[START INFORMATION PROVIDED]
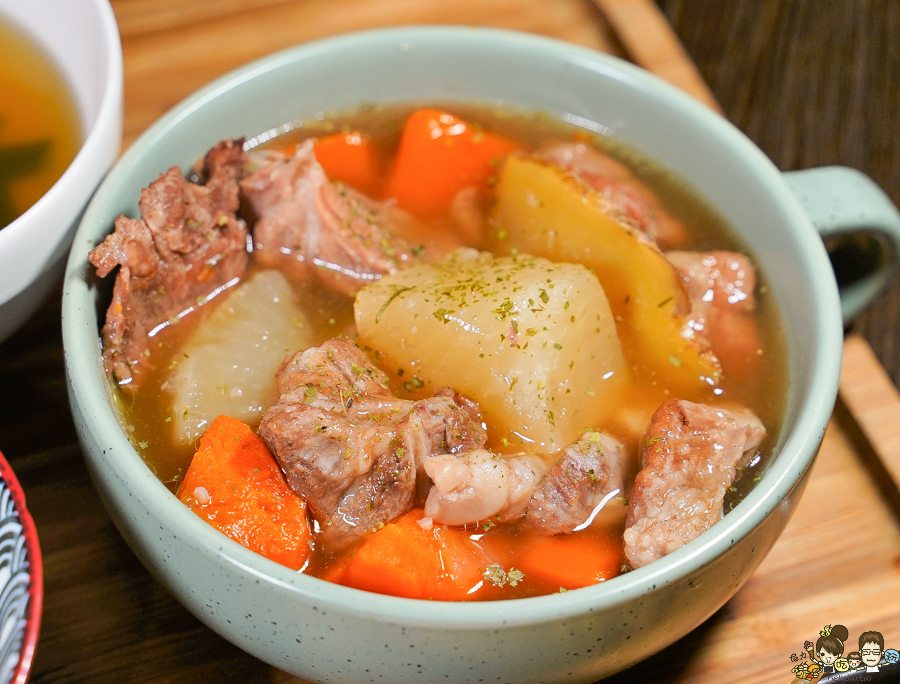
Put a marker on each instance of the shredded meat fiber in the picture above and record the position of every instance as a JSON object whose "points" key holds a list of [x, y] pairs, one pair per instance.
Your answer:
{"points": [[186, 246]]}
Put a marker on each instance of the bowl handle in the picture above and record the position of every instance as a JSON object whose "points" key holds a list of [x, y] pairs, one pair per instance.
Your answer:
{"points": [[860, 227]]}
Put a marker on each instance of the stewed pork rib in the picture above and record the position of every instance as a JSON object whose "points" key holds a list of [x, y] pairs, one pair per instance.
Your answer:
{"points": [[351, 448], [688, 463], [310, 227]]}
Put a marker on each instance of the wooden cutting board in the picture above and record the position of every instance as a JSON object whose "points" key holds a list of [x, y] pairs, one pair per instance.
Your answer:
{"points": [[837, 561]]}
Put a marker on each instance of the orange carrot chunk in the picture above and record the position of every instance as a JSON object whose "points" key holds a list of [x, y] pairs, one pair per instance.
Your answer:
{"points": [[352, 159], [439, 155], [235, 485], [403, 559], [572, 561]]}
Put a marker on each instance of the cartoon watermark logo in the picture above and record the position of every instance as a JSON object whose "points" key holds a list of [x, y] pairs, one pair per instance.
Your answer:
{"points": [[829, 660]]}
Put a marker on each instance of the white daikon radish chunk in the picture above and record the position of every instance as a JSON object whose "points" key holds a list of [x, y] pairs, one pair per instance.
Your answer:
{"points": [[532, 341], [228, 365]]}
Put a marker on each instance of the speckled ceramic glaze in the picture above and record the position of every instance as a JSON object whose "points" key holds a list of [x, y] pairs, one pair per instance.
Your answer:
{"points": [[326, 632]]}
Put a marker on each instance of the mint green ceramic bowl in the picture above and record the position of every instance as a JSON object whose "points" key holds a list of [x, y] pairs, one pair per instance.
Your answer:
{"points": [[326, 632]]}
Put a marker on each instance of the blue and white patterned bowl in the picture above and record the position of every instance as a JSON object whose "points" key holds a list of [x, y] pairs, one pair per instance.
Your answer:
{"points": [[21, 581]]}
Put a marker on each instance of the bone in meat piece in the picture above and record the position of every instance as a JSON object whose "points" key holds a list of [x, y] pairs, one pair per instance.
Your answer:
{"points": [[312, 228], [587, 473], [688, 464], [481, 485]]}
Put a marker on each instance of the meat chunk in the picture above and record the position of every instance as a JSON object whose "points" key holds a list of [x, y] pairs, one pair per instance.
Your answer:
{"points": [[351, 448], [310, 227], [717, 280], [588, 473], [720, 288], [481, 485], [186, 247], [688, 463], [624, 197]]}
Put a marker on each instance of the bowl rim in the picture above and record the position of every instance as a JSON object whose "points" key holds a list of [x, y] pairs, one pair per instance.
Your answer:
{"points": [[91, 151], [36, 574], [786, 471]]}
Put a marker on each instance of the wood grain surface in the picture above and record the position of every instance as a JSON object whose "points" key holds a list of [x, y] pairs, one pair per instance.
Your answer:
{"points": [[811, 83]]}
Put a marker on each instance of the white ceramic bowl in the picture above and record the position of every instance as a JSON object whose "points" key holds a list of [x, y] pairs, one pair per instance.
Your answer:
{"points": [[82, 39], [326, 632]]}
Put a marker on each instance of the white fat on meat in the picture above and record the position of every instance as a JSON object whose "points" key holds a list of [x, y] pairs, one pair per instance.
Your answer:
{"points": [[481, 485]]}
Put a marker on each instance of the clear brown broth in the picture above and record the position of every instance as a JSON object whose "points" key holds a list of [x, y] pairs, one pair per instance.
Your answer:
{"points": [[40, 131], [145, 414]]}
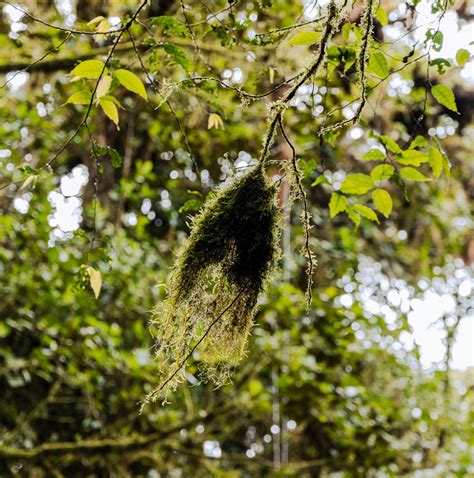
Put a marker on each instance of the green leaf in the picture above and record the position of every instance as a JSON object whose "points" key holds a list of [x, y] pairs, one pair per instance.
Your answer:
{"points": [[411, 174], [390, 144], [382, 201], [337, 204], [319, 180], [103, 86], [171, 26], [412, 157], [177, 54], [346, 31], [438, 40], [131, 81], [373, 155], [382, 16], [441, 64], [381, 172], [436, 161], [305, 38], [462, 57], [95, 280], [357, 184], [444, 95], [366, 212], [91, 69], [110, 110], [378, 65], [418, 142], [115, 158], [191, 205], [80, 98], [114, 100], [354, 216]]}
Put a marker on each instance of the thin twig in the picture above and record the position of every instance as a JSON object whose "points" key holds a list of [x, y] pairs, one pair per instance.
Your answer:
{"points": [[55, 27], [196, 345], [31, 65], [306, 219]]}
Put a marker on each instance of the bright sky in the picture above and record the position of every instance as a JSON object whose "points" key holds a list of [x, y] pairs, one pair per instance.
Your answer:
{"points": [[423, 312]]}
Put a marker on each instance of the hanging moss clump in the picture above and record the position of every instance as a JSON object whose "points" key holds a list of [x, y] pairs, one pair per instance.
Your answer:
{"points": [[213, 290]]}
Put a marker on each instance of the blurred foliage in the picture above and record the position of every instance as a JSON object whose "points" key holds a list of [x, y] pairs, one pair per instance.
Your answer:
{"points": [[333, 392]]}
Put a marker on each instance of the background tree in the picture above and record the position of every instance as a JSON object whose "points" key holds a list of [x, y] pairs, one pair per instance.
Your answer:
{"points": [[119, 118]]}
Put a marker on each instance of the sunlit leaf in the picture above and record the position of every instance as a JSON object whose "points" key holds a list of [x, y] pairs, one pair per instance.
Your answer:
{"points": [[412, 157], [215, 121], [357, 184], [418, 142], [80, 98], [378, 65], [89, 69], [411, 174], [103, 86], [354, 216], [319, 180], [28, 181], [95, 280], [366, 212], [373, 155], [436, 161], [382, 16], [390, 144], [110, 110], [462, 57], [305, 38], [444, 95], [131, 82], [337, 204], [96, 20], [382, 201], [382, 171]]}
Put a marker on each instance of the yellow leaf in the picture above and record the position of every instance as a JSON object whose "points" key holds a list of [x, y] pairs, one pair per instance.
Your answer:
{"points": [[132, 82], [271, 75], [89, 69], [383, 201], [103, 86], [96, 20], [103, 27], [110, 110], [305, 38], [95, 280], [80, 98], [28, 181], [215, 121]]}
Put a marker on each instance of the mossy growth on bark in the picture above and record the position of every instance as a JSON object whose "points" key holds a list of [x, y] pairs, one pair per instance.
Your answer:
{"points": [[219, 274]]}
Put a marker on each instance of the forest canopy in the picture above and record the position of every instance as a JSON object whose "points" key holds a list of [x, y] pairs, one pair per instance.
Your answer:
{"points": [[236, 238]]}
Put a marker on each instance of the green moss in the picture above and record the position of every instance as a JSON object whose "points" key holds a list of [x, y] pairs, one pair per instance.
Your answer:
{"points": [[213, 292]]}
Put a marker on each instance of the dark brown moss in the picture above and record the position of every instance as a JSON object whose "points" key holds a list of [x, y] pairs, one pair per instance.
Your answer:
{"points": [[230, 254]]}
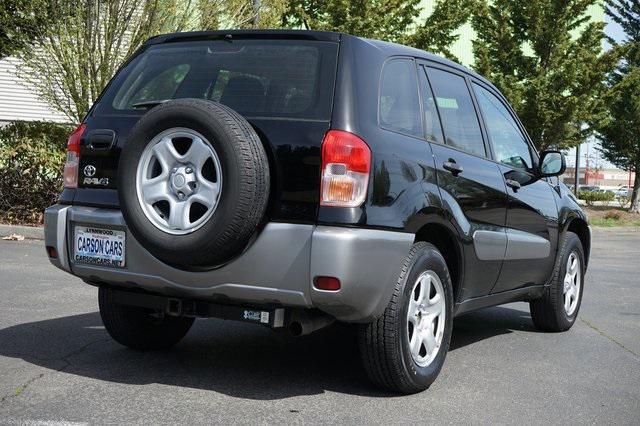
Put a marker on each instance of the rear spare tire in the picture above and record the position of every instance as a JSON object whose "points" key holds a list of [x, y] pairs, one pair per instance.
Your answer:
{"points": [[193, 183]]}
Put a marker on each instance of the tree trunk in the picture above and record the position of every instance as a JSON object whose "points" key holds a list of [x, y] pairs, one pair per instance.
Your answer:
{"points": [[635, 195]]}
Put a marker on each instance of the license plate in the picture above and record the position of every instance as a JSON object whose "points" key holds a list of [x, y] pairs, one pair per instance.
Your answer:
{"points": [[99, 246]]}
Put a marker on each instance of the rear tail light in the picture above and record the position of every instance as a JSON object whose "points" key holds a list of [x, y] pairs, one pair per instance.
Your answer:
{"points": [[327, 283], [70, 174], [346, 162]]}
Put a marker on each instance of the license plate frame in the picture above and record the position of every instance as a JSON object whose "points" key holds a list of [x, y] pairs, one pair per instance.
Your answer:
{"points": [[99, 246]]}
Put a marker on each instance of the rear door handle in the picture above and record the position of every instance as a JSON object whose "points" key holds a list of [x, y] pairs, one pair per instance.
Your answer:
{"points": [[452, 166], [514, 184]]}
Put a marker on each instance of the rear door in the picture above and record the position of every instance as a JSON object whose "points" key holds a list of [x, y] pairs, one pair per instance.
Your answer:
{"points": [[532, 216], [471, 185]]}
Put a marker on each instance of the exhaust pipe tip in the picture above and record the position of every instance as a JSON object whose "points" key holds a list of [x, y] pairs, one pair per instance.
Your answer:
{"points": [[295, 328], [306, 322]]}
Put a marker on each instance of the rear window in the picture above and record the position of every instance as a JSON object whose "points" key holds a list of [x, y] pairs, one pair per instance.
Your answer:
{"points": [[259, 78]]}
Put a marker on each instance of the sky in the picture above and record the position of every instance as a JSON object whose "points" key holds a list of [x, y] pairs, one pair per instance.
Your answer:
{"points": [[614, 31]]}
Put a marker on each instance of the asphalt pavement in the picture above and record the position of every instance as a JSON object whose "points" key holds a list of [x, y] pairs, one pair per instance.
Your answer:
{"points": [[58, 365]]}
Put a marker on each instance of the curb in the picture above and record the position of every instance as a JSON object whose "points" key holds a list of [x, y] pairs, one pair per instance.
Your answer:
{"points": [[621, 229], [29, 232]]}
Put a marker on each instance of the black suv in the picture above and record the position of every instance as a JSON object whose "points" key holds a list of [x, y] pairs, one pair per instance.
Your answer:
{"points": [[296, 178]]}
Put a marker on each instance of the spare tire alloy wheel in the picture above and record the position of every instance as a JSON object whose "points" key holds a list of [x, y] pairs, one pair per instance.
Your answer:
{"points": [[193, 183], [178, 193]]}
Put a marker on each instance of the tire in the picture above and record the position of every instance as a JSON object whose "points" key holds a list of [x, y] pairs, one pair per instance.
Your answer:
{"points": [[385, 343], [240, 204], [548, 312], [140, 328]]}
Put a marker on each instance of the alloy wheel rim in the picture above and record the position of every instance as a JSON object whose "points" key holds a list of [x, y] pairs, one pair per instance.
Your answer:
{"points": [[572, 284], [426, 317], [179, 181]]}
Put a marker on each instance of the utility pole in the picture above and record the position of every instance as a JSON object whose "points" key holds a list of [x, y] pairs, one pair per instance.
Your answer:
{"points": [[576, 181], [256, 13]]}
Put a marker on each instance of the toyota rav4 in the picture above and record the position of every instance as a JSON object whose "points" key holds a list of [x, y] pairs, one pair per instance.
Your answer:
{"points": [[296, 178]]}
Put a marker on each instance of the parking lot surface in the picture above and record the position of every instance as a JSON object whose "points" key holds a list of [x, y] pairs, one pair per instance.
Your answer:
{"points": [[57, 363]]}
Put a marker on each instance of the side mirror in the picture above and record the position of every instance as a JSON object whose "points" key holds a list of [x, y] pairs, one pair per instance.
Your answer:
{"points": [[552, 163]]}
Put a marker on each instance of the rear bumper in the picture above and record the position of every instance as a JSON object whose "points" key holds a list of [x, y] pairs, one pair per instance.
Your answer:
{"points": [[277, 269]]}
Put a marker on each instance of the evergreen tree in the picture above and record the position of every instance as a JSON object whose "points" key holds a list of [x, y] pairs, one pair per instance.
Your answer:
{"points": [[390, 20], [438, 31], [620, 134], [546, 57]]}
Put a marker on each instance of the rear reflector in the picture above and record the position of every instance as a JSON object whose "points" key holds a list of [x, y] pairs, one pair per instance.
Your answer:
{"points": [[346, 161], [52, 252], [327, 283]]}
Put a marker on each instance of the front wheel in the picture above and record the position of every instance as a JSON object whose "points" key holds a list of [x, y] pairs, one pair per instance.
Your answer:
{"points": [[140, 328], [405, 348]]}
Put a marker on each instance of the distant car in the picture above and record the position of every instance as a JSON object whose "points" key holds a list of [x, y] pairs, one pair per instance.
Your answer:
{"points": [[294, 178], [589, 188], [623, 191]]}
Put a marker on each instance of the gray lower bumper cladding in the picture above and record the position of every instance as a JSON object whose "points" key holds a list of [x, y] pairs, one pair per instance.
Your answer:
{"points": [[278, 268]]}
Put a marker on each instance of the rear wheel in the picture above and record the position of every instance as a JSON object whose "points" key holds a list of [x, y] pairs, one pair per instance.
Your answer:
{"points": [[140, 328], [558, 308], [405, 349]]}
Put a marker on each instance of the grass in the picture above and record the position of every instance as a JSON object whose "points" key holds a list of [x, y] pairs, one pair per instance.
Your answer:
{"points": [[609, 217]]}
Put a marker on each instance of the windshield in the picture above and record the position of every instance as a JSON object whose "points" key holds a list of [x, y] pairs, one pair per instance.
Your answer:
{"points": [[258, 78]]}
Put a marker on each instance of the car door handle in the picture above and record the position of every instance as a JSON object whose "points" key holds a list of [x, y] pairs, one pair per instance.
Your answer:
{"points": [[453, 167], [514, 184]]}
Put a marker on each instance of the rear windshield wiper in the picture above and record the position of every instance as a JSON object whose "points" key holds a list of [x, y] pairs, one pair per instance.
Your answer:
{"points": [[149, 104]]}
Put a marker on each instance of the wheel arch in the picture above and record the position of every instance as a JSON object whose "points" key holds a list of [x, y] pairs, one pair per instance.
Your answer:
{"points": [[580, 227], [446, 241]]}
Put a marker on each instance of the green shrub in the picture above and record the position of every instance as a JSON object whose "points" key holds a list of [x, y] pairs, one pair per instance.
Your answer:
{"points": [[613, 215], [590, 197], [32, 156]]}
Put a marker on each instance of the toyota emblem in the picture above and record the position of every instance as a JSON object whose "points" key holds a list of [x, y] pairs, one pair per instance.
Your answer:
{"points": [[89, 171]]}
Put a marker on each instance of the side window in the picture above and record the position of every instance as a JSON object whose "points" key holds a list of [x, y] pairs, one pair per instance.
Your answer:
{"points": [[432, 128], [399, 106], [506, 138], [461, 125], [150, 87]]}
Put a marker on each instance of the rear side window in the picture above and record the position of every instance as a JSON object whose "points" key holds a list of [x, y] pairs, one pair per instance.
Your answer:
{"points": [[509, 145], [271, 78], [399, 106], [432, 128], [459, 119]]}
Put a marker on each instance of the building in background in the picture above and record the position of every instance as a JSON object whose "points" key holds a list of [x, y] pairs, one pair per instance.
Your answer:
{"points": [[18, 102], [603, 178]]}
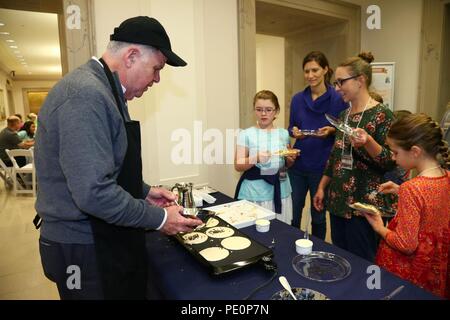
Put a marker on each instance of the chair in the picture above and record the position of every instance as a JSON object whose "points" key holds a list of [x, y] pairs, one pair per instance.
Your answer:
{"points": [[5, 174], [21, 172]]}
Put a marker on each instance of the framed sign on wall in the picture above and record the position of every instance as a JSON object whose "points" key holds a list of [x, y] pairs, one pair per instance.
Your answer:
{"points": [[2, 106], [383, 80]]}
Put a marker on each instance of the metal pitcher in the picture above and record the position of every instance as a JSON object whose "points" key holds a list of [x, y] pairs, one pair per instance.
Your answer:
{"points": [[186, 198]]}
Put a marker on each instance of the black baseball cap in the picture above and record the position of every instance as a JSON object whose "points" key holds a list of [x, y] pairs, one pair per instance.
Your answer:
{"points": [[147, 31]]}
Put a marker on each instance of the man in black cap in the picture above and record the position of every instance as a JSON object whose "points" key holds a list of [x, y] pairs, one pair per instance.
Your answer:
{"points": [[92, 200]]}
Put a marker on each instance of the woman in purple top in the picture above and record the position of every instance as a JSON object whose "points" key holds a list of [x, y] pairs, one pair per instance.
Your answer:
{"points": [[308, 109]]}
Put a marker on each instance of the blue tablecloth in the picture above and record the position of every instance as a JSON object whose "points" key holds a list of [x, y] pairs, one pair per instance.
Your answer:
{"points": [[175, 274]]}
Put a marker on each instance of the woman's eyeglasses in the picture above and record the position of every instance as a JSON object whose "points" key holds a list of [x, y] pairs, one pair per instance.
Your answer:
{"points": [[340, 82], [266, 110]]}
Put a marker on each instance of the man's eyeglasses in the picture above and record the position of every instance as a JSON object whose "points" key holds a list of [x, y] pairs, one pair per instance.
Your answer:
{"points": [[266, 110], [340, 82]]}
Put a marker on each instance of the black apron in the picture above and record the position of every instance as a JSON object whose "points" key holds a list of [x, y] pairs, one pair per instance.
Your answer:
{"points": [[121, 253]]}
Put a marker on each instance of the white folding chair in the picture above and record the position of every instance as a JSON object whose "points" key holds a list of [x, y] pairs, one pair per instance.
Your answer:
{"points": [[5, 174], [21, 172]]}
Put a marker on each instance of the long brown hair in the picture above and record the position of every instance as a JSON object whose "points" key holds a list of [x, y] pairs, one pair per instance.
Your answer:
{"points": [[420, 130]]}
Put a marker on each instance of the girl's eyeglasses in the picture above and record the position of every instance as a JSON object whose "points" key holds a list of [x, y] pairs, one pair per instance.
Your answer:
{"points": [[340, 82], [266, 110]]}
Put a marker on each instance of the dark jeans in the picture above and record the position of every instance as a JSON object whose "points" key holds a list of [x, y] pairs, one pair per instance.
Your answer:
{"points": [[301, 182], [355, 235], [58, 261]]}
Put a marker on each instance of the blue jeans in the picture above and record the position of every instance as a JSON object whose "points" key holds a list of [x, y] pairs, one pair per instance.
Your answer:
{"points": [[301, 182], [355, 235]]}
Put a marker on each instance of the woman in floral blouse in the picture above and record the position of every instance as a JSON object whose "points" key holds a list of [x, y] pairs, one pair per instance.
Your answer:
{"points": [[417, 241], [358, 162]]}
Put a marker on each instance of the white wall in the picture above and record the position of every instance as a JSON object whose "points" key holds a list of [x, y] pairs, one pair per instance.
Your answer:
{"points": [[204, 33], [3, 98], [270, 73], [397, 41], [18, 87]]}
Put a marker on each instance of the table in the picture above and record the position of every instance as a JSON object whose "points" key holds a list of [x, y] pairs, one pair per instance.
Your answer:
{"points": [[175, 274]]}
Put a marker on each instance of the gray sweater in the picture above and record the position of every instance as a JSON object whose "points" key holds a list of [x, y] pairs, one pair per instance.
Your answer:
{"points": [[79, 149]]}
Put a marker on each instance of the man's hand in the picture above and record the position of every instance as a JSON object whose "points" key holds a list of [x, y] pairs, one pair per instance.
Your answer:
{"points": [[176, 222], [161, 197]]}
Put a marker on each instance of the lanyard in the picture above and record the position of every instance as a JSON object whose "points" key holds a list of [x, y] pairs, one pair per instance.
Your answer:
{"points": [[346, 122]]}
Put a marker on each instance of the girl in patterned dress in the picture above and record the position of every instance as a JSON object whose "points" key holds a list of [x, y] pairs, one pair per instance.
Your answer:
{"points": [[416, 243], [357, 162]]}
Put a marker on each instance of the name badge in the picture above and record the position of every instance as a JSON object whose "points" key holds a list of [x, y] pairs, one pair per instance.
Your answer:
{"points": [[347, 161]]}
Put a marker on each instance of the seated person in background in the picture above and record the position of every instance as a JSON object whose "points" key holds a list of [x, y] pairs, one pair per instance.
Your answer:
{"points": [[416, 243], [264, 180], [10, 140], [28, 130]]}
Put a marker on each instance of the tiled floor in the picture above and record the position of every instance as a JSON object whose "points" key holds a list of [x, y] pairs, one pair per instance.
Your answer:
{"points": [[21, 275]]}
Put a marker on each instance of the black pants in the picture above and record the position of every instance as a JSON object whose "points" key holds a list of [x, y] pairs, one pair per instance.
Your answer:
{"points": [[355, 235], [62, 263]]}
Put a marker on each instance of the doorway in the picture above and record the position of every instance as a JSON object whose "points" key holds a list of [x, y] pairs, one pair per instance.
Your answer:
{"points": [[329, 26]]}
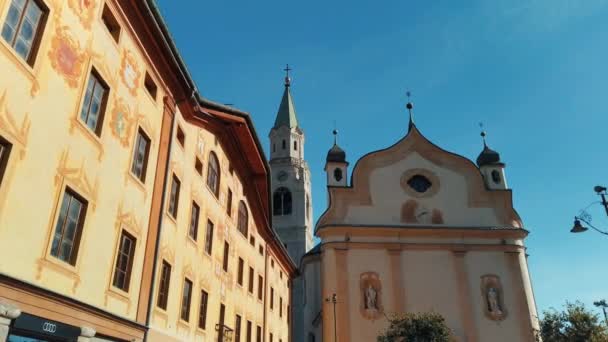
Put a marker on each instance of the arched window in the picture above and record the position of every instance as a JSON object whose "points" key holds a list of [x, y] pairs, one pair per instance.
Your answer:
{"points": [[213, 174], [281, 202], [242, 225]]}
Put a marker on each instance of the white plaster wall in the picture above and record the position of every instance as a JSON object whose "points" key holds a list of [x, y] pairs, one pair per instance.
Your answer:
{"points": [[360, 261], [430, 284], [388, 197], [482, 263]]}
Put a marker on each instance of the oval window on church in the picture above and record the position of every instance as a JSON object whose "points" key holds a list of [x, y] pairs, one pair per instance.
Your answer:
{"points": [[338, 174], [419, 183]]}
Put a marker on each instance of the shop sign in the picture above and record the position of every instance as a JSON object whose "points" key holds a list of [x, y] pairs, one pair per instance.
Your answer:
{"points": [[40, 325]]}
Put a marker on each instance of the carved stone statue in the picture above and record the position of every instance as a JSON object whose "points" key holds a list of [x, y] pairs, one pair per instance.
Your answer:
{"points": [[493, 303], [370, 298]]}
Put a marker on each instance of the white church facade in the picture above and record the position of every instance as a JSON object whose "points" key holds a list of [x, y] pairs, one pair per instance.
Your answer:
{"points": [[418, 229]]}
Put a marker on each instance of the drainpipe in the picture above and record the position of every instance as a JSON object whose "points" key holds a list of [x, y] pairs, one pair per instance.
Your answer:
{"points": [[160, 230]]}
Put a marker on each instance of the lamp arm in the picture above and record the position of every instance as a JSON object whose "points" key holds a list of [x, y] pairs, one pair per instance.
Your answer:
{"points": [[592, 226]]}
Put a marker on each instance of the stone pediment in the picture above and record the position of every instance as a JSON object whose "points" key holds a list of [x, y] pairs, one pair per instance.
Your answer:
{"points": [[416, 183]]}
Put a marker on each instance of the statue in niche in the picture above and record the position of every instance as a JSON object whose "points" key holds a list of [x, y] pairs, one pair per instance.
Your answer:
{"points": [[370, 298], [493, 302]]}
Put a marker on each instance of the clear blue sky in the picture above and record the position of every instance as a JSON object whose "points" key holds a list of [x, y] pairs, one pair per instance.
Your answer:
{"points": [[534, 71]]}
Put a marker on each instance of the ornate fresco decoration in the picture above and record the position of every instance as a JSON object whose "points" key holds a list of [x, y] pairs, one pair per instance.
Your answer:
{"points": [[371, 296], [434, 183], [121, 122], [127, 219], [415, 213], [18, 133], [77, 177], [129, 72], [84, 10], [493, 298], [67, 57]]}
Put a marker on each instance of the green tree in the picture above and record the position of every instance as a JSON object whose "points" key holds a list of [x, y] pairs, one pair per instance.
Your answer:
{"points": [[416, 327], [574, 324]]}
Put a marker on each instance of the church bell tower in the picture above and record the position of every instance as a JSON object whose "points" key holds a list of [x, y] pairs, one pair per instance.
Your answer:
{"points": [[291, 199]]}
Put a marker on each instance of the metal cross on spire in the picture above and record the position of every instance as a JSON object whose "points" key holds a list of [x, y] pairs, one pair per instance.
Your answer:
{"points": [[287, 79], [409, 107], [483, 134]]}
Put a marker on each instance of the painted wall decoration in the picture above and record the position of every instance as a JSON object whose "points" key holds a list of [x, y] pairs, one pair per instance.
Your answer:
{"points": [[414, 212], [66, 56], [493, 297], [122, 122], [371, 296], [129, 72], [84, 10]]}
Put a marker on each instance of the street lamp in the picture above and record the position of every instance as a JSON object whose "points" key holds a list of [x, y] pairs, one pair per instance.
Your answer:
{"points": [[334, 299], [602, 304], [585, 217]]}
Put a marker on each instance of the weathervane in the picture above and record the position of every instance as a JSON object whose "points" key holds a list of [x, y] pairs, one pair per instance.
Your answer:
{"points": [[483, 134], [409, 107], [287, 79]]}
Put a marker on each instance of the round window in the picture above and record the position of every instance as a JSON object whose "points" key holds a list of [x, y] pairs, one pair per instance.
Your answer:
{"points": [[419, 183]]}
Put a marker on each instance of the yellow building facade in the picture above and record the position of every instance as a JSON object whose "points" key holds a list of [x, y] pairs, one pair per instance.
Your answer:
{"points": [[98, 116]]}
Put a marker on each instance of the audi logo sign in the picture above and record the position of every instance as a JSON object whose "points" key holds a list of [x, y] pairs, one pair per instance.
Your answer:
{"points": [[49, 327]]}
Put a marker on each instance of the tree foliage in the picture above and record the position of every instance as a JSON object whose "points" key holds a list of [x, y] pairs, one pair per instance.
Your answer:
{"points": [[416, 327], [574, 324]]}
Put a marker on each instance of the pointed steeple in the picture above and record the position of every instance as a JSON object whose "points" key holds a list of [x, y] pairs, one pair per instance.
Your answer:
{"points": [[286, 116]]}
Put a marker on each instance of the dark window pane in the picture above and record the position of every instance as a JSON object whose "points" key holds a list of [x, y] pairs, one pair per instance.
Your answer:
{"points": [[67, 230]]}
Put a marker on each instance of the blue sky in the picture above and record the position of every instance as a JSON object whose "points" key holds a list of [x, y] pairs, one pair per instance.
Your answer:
[END INFORMATION PROVIDED]
PROMPT: Copy exactly the lines above, from the one containing "Put a marker on each instance of the audi" through the very last line.

RESULT FOR THIS EXERCISE:
Put a marker on each instance of the audi logo sign in the picture above and record the position of every instance as a JSON object whose "points" key holds a list of [x, y] pairs, one pair per instance.
Your answer:
{"points": [[49, 327]]}
Put a marker on each instance of the tree foliage in the picture above and record the position of every instance as a JSON object whose "points" key holds a list of [x, y] pairs, one pair per instance.
Your answer:
{"points": [[416, 327], [574, 324]]}
Put a marker on each instance of the pointed steeple in the picture above and record the position of every instance as a JSON object whose "points" key holds a list of [x, y] pairs, one pair per instance.
Your answer:
{"points": [[286, 116]]}
Put a marker on each instance of the dark window pane in the picture above and record the position of every instance as a JSON object whose "points" key holds a list of [x, y] pairs, one pair per instance.
Your answer:
{"points": [[67, 230]]}
Put a marker on each instance of the blue sky in the picture above and record the position of every instance as a JSON object whose "points" key holds a list of [x, y] pairs, one pair per instance.
Your answer:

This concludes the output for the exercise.